------ Provided material
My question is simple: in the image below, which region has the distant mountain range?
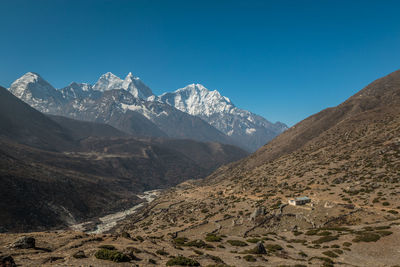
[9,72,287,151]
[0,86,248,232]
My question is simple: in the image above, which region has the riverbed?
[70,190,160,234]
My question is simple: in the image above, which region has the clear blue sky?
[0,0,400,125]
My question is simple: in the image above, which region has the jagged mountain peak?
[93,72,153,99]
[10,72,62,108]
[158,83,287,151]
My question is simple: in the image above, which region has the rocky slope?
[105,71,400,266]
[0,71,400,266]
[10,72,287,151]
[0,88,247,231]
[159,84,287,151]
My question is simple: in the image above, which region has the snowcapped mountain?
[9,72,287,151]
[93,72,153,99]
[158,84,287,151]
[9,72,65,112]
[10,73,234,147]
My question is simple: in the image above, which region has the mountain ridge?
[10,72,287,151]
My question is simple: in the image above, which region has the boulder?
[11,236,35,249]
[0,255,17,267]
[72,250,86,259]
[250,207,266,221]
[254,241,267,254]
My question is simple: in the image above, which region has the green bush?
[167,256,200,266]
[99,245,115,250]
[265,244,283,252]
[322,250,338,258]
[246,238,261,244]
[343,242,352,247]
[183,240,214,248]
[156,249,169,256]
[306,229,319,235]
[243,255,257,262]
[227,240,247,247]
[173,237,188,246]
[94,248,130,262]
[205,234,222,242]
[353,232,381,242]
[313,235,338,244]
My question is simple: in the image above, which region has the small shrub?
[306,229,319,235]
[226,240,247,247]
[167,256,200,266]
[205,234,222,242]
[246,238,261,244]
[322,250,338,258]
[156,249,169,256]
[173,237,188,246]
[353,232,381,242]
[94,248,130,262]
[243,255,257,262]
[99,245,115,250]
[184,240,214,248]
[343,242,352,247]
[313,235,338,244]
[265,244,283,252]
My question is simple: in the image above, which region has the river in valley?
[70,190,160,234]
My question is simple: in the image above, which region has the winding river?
------------
Stated goal
Copy out the rows word for word, from the line containing "has the riverbed?" through the line containing "[254,241,267,254]".

Result
My question is simple: in the image above, which region has the riverbed?
[70,190,160,234]
My question is simple: in the image above, which region has the clear blue sky?
[0,0,400,125]
My question is simple: in the image above, which region has the jagged mountain peak?
[93,72,153,99]
[10,72,62,108]
[158,83,287,151]
My question is simple: in the image above, which region has the rocky slope?
[105,71,400,266]
[0,71,400,266]
[10,72,287,151]
[0,88,247,231]
[159,84,287,151]
My question is simple: in the image above, which region has the snowcapped mountain?
[9,72,287,151]
[93,72,153,99]
[158,84,287,151]
[9,72,65,112]
[10,73,234,147]
My question is simple: in the image above, which region has the mountain ridge?
[10,72,287,151]
My question is simple: in the image above, which region has the boulder?
[11,236,35,249]
[0,255,17,267]
[72,250,86,259]
[250,207,266,221]
[254,241,267,254]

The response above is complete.